• **Objective**
In the entries that follow, identify the line containing "of the slate" and return it together with all later lines, exactly as they appear.

* Start Exercise material *

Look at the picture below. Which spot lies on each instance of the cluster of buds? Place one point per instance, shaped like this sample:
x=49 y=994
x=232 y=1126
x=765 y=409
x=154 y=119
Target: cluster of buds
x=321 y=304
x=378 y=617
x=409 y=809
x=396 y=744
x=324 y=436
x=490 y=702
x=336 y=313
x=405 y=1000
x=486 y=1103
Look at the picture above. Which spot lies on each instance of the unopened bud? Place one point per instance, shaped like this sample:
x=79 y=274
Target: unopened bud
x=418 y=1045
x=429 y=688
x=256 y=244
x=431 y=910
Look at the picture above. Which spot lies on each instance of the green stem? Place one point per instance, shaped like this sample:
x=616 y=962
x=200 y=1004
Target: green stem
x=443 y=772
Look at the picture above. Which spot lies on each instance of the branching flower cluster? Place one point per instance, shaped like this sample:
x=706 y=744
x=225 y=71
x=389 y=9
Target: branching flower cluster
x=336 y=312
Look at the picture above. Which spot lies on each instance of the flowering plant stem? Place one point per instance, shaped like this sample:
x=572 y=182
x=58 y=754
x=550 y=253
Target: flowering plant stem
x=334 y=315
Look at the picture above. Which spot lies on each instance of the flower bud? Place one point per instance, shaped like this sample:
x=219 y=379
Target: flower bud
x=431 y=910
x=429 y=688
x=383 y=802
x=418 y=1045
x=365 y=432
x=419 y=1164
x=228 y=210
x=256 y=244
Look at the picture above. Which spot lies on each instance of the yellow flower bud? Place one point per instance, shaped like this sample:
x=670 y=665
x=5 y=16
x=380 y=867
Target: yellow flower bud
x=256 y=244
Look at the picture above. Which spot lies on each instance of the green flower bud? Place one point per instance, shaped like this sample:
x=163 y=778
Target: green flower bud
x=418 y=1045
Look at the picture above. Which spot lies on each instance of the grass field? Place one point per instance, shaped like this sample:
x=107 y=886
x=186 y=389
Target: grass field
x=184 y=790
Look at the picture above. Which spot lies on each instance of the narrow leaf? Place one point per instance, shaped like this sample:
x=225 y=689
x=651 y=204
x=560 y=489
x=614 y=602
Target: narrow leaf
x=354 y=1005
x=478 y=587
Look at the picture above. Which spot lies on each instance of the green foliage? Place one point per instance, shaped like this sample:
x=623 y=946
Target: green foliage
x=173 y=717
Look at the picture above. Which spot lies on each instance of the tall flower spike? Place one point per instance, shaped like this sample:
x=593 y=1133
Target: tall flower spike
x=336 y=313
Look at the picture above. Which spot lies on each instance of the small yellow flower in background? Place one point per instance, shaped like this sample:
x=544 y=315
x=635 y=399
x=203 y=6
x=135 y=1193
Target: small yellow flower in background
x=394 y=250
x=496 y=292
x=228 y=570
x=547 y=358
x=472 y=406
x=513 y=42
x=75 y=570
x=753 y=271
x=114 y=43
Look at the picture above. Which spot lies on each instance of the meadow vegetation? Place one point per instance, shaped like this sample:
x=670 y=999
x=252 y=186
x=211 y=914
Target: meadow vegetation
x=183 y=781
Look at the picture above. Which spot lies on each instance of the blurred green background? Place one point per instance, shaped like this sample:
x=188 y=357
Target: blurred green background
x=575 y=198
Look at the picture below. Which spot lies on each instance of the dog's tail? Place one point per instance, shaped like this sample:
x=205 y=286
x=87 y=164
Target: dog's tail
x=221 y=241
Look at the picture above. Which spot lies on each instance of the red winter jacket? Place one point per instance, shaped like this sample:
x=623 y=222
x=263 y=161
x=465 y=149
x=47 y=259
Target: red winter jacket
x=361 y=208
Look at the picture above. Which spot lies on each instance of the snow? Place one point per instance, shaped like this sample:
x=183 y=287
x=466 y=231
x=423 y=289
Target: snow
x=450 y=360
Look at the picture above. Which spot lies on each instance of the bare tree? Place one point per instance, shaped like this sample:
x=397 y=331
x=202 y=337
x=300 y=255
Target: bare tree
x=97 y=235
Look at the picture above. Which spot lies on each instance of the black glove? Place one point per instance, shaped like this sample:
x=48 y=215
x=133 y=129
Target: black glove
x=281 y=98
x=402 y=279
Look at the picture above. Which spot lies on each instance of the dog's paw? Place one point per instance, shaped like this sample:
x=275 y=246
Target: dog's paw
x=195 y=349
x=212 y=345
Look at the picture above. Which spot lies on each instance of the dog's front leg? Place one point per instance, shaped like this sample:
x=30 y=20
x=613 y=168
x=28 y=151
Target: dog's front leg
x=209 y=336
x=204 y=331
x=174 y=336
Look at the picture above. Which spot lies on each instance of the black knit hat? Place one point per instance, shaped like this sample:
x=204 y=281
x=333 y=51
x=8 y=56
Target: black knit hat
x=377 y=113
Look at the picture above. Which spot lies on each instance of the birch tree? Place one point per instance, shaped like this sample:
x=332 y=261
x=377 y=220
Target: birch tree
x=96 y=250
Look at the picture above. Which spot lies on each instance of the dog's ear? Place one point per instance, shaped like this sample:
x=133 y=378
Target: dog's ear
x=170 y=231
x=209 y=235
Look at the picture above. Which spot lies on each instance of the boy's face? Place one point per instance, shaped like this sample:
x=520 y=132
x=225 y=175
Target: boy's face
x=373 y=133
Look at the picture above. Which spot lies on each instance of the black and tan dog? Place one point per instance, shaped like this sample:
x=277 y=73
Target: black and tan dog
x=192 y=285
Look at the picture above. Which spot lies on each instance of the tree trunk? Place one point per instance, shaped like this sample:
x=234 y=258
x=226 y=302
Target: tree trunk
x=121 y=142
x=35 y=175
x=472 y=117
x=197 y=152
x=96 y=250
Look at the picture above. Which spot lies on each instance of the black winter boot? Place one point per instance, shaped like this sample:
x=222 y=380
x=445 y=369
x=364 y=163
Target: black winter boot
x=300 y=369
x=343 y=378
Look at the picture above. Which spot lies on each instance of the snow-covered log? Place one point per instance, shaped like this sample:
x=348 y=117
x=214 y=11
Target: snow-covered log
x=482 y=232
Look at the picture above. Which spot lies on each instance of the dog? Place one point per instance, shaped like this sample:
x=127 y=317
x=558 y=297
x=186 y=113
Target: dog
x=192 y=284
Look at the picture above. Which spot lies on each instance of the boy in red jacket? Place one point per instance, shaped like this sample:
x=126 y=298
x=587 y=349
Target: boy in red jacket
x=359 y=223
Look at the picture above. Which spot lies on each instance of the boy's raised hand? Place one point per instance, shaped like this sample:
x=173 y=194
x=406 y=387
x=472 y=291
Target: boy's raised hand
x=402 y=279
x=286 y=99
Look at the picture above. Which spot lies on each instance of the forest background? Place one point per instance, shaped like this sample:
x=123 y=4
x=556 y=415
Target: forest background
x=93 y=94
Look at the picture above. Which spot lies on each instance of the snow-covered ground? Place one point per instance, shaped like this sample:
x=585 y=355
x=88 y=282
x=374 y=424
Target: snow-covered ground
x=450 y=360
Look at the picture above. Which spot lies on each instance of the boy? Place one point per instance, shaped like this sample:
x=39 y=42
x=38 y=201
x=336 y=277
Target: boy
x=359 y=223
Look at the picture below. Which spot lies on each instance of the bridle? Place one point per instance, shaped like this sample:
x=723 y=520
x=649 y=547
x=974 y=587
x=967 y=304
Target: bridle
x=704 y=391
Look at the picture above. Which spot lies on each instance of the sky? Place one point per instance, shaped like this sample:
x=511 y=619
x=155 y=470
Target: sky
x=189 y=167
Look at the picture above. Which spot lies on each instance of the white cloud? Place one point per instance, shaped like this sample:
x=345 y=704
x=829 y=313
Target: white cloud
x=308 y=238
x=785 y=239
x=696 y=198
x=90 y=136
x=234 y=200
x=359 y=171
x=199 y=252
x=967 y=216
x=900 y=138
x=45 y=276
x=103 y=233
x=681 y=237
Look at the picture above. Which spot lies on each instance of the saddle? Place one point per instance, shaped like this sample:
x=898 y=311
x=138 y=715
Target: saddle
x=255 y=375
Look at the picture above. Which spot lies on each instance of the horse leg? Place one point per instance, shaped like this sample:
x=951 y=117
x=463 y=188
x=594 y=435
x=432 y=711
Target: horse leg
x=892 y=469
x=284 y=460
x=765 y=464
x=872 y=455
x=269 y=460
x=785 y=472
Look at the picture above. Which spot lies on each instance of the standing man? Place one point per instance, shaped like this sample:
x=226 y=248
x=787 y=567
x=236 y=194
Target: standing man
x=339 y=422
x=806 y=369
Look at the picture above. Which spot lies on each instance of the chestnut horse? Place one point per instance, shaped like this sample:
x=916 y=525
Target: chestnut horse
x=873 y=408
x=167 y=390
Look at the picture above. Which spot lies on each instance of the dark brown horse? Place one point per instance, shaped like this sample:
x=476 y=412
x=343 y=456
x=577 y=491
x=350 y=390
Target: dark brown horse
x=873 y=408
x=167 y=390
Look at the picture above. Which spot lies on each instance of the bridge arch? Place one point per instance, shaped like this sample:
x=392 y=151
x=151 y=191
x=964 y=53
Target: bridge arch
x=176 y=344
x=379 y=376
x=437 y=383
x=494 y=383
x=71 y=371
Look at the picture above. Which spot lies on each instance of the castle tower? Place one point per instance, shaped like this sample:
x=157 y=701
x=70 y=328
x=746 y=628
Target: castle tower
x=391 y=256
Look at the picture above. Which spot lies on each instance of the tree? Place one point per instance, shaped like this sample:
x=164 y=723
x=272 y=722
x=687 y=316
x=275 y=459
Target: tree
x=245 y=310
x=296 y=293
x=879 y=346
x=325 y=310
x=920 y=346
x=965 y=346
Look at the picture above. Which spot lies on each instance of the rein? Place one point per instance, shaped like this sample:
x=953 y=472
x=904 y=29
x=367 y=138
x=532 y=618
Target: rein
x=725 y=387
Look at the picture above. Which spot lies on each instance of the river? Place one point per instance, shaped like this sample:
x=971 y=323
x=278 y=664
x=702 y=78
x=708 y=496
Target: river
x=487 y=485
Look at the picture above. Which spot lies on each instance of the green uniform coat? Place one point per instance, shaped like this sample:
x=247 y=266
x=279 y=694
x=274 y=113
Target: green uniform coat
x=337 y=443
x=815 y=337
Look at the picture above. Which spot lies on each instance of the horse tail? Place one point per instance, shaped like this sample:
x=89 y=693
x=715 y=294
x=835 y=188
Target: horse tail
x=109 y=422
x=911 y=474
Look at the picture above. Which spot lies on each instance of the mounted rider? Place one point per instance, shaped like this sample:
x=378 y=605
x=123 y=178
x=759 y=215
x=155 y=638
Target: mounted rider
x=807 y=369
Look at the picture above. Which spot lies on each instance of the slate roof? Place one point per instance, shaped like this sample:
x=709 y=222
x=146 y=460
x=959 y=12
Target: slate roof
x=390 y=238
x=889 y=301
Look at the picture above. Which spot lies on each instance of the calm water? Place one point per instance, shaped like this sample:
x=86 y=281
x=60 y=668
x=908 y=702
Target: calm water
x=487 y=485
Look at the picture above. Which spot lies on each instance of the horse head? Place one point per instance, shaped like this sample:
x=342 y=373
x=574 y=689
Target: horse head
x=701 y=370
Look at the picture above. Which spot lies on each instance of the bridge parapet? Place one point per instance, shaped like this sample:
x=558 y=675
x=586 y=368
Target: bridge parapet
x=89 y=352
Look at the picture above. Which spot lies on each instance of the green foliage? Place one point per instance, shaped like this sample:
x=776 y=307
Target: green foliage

* End Exercise material *

• **Result of this task**
Look at the picture above. Which spot lies on each instance of the slate roof? Place one point per instance, shaped like this sample:
x=709 y=222
x=146 y=460
x=959 y=12
Target: slate roof
x=390 y=238
x=889 y=301
Look at the picture above. Which spot lies on each instance of the calm water? Place one point per instance, shaped like this sample:
x=86 y=281
x=60 y=668
x=908 y=702
Target: calm water
x=487 y=485
Look at the picture above. Which spot lies on each instance of the horse head? Place one point per instance, shaped like this sample:
x=342 y=373
x=574 y=689
Target: horse head
x=701 y=370
Look at the picture above. Which spot lies on each instance of the bridge parapet? Place one point per instance, shaped like this sample:
x=558 y=675
x=586 y=368
Target: bridge parapet
x=89 y=352
Look at the picture above. Which spot lies on each instance of the green foliage? Place one point per instance, shaped like this sample:
x=776 y=307
Target: green foliage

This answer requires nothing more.